(Collected data entries)
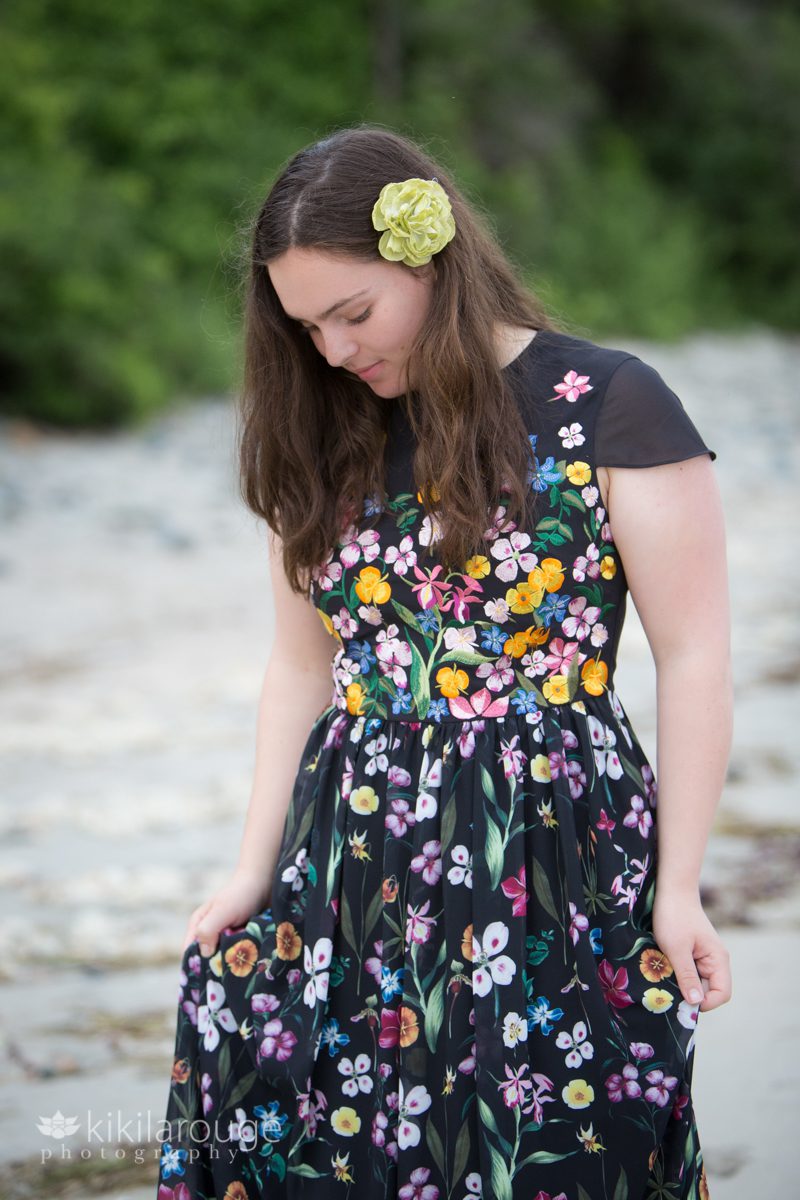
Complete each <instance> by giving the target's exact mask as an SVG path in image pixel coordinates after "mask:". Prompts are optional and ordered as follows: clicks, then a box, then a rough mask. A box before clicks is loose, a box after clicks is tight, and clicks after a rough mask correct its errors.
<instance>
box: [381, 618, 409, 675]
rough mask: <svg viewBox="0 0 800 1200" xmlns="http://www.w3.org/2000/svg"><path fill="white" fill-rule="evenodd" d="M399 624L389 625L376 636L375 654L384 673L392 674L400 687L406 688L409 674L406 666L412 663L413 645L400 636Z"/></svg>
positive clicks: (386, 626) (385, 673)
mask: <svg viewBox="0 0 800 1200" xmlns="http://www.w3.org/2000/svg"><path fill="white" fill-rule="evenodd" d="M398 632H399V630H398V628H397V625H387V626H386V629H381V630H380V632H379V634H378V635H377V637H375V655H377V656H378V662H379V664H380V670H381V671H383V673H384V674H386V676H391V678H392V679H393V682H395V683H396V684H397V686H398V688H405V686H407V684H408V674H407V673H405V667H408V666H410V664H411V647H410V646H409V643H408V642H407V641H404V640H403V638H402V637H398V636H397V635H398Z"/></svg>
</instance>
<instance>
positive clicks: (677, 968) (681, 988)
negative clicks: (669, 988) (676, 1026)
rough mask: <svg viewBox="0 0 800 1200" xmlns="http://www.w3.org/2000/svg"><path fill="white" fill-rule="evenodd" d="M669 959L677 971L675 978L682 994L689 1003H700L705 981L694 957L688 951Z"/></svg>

Exercise prompt: Reproduce the entries above exactly, though not their pictures.

Response:
Complete each <instance> by giving the target's exact mask as an SVG path in image pixel coordinates after "mask:". Prompts are optional and ordered as follows: clicks, then a box, then a rough mask. A box before clicks is loose, a box after clicks is tight, and clicks after a rough mask correct its errors.
<instance>
box: [381, 618, 409, 675]
rough mask: <svg viewBox="0 0 800 1200" xmlns="http://www.w3.org/2000/svg"><path fill="white" fill-rule="evenodd" d="M399 624L389 625L376 636L375 654L384 673L392 674L400 687L406 688L409 674L406 666L412 663L413 645L400 636Z"/></svg>
positive clicks: (386, 626) (385, 673)
mask: <svg viewBox="0 0 800 1200" xmlns="http://www.w3.org/2000/svg"><path fill="white" fill-rule="evenodd" d="M398 632H399V630H398V628H397V625H387V626H386V629H381V630H380V632H379V634H378V635H377V637H375V655H377V656H378V662H379V664H380V670H381V671H383V673H384V674H386V676H391V678H392V679H393V682H395V683H396V684H397V686H398V688H405V686H407V684H408V674H407V673H405V667H408V666H410V664H411V647H410V646H409V643H408V642H407V641H404V640H403V638H402V637H398V636H397V635H398Z"/></svg>
</instance>
<instance>
positive clicks: (677, 968) (681, 988)
negative clicks: (669, 988) (676, 1026)
rough mask: <svg viewBox="0 0 800 1200" xmlns="http://www.w3.org/2000/svg"><path fill="white" fill-rule="evenodd" d="M669 959L677 971L675 978L682 994L689 1003H700L705 981L694 957L688 951Z"/></svg>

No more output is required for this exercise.